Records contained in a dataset
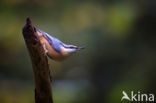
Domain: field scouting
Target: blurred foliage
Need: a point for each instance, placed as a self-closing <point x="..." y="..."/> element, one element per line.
<point x="120" y="53"/>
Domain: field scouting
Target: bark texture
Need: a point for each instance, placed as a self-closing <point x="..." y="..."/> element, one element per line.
<point x="39" y="63"/>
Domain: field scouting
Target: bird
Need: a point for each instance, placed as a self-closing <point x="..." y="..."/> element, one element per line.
<point x="54" y="48"/>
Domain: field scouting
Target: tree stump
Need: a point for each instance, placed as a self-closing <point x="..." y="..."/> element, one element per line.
<point x="39" y="63"/>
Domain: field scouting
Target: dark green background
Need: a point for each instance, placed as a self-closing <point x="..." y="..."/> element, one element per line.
<point x="120" y="54"/>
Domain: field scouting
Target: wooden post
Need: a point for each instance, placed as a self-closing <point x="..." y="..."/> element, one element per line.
<point x="39" y="63"/>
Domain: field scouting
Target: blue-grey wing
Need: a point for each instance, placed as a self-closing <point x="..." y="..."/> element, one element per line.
<point x="54" y="42"/>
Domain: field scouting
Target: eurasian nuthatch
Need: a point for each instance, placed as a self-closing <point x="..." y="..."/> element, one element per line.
<point x="54" y="48"/>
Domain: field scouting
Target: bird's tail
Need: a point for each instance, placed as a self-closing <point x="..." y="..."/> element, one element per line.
<point x="80" y="48"/>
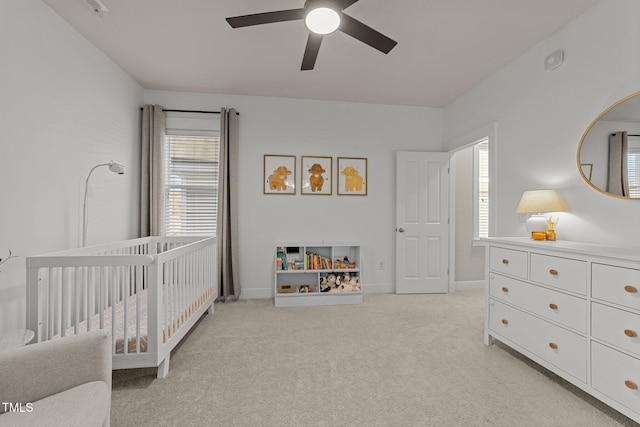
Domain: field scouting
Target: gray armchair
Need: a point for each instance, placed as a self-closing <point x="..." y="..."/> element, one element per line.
<point x="65" y="382"/>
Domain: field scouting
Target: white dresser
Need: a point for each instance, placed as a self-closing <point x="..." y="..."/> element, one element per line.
<point x="573" y="308"/>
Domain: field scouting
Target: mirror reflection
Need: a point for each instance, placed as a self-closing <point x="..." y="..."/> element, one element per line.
<point x="609" y="152"/>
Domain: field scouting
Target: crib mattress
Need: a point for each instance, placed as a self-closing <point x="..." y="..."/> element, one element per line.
<point x="134" y="333"/>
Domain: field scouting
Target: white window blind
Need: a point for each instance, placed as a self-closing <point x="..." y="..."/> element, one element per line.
<point x="481" y="155"/>
<point x="633" y="166"/>
<point x="191" y="184"/>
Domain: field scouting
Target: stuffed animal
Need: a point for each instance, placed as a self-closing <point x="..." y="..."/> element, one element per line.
<point x="352" y="181"/>
<point x="316" y="180"/>
<point x="278" y="179"/>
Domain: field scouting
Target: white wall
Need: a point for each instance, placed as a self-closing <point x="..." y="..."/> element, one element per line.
<point x="541" y="116"/>
<point x="317" y="128"/>
<point x="64" y="108"/>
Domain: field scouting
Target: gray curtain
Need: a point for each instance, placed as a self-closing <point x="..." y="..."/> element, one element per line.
<point x="227" y="219"/>
<point x="152" y="171"/>
<point x="618" y="182"/>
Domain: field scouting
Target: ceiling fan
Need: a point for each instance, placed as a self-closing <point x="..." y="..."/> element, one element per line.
<point x="321" y="17"/>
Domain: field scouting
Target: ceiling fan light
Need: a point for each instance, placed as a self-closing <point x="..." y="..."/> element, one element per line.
<point x="322" y="20"/>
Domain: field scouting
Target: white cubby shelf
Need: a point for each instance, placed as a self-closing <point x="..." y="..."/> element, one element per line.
<point x="304" y="273"/>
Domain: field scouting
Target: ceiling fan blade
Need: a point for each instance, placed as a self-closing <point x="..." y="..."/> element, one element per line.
<point x="311" y="51"/>
<point x="266" y="18"/>
<point x="346" y="3"/>
<point x="366" y="34"/>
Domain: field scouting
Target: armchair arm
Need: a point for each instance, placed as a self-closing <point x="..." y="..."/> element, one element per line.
<point x="39" y="370"/>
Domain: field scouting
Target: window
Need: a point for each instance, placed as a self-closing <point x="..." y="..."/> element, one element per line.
<point x="481" y="188"/>
<point x="633" y="166"/>
<point x="191" y="174"/>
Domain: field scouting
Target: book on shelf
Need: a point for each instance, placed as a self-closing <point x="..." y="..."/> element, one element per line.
<point x="316" y="262"/>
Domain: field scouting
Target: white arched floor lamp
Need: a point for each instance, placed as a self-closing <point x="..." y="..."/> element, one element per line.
<point x="113" y="167"/>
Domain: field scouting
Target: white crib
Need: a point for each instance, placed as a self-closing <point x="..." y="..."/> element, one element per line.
<point x="148" y="291"/>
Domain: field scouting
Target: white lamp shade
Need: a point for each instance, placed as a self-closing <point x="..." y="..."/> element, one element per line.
<point x="539" y="201"/>
<point x="322" y="20"/>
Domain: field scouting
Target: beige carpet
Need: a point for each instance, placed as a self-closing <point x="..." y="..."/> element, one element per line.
<point x="393" y="361"/>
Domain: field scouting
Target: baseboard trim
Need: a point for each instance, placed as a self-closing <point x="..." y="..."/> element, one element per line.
<point x="468" y="284"/>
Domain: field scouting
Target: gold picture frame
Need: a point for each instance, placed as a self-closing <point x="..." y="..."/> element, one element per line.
<point x="316" y="175"/>
<point x="279" y="174"/>
<point x="351" y="174"/>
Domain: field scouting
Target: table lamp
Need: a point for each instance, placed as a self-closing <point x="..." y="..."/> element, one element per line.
<point x="537" y="202"/>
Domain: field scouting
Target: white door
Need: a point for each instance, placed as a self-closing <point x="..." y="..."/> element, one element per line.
<point x="422" y="222"/>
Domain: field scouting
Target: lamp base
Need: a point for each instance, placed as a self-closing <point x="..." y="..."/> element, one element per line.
<point x="536" y="222"/>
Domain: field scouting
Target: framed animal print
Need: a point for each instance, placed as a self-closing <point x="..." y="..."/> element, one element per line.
<point x="352" y="176"/>
<point x="279" y="174"/>
<point x="316" y="175"/>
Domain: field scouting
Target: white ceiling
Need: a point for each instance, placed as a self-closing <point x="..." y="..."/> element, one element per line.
<point x="445" y="47"/>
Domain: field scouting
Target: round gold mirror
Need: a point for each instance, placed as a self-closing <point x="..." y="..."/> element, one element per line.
<point x="609" y="151"/>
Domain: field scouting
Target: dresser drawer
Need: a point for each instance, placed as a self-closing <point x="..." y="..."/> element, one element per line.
<point x="558" y="346"/>
<point x="615" y="374"/>
<point x="616" y="284"/>
<point x="617" y="327"/>
<point x="508" y="261"/>
<point x="566" y="309"/>
<point x="561" y="273"/>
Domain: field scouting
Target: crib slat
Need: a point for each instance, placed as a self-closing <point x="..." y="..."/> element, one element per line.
<point x="63" y="301"/>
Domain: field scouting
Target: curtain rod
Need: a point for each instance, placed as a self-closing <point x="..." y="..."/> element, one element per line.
<point x="191" y="111"/>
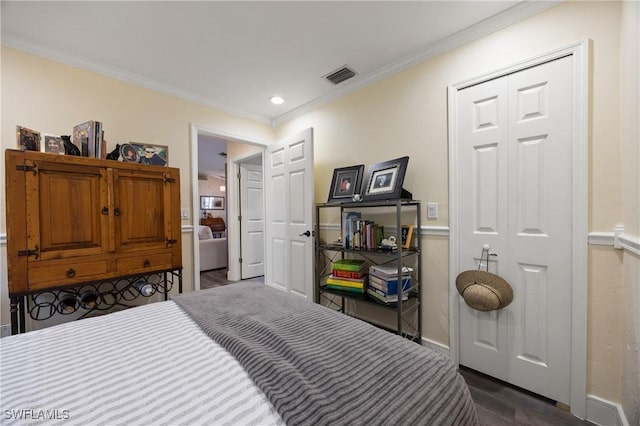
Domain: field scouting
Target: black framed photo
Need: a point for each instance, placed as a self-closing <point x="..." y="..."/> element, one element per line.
<point x="211" y="202"/>
<point x="384" y="180"/>
<point x="52" y="144"/>
<point x="346" y="183"/>
<point x="28" y="139"/>
<point x="406" y="234"/>
<point x="129" y="153"/>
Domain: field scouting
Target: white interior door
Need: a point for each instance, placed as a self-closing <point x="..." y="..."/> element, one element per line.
<point x="515" y="160"/>
<point x="252" y="221"/>
<point x="288" y="168"/>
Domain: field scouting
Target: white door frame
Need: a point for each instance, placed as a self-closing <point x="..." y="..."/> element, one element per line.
<point x="580" y="52"/>
<point x="232" y="190"/>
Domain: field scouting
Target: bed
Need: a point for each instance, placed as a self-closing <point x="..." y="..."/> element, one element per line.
<point x="239" y="354"/>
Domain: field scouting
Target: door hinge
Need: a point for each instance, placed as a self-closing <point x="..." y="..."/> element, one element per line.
<point x="30" y="252"/>
<point x="25" y="168"/>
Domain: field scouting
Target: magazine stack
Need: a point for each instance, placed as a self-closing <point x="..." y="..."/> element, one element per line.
<point x="348" y="275"/>
<point x="383" y="283"/>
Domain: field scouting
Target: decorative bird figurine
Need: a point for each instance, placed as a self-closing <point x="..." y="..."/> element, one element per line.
<point x="69" y="147"/>
<point x="115" y="154"/>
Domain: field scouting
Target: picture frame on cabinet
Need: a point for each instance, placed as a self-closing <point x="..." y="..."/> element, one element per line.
<point x="27" y="139"/>
<point x="406" y="234"/>
<point x="129" y="153"/>
<point x="385" y="179"/>
<point x="211" y="202"/>
<point x="52" y="144"/>
<point x="346" y="182"/>
<point x="156" y="155"/>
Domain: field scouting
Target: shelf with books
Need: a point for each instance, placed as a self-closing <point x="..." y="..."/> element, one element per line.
<point x="366" y="237"/>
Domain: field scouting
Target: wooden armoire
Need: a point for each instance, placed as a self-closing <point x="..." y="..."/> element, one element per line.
<point x="73" y="220"/>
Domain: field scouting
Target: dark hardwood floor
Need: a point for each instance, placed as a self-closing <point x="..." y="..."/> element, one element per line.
<point x="498" y="404"/>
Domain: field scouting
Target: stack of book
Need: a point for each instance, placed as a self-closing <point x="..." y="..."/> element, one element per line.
<point x="88" y="138"/>
<point x="358" y="233"/>
<point x="348" y="275"/>
<point x="383" y="283"/>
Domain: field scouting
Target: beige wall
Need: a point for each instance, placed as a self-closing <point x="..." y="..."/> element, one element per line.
<point x="630" y="154"/>
<point x="51" y="98"/>
<point x="407" y="115"/>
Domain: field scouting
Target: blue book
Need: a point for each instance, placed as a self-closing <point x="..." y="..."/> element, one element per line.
<point x="390" y="287"/>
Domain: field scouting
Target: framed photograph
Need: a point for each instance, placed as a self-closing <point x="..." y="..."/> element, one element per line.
<point x="144" y="153"/>
<point x="208" y="202"/>
<point x="384" y="180"/>
<point x="52" y="144"/>
<point x="28" y="140"/>
<point x="129" y="153"/>
<point x="218" y="203"/>
<point x="346" y="183"/>
<point x="406" y="234"/>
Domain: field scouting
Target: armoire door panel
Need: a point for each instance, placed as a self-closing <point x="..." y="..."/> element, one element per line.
<point x="140" y="210"/>
<point x="65" y="207"/>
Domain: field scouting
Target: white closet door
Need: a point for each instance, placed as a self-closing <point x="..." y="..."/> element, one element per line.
<point x="515" y="160"/>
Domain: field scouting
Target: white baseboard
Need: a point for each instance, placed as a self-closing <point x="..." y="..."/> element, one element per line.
<point x="599" y="411"/>
<point x="436" y="346"/>
<point x="605" y="413"/>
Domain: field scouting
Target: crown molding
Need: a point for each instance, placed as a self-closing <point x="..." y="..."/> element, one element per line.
<point x="12" y="41"/>
<point x="508" y="17"/>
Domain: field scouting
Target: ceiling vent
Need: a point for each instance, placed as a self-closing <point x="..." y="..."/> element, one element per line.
<point x="340" y="75"/>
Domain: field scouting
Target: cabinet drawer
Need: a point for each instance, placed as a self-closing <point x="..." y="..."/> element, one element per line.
<point x="144" y="263"/>
<point x="64" y="273"/>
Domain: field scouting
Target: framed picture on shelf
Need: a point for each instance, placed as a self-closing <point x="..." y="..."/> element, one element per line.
<point x="406" y="234"/>
<point x="129" y="153"/>
<point x="28" y="140"/>
<point x="52" y="144"/>
<point x="156" y="155"/>
<point x="346" y="183"/>
<point x="384" y="180"/>
<point x="211" y="202"/>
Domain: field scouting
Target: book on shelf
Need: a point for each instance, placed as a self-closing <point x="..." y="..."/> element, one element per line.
<point x="88" y="137"/>
<point x="353" y="265"/>
<point x="339" y="273"/>
<point x="380" y="296"/>
<point x="359" y="290"/>
<point x="390" y="286"/>
<point x="389" y="272"/>
<point x="347" y="283"/>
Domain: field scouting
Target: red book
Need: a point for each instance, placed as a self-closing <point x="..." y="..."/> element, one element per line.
<point x="348" y="274"/>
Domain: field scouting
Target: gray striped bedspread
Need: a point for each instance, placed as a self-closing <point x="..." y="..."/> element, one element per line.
<point x="145" y="366"/>
<point x="319" y="367"/>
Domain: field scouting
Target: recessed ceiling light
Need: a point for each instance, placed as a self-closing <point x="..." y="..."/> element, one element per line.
<point x="277" y="100"/>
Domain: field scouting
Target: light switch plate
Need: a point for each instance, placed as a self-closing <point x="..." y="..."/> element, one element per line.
<point x="432" y="210"/>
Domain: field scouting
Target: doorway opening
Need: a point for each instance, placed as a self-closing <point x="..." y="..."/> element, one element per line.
<point x="208" y="147"/>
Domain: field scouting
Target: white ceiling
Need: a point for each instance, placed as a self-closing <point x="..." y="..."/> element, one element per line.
<point x="233" y="56"/>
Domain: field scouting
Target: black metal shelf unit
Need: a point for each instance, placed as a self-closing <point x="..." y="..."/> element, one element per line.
<point x="408" y="321"/>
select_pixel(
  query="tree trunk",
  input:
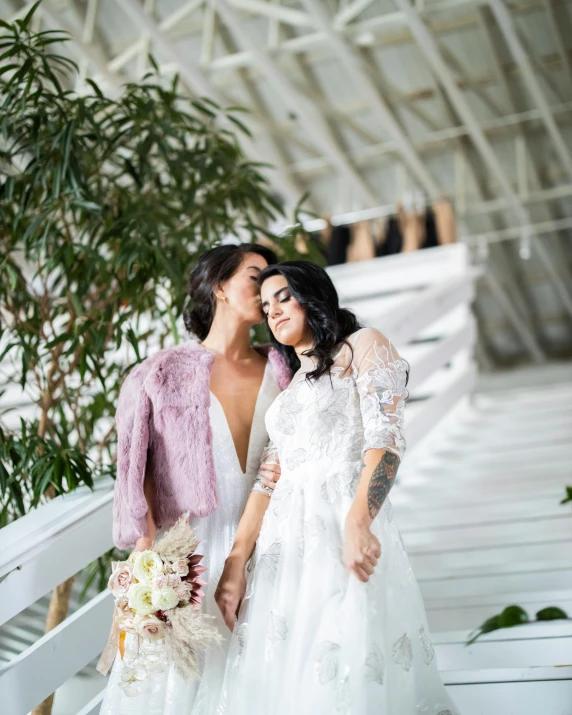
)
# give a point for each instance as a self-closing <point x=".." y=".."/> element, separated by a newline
<point x="57" y="613"/>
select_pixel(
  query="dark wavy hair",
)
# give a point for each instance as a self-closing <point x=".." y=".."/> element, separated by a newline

* WORK INSTRUCTION: From the preceding records, count the lines where "drawer" occurs and reply with the number only.

* TASK SOLUTION: 2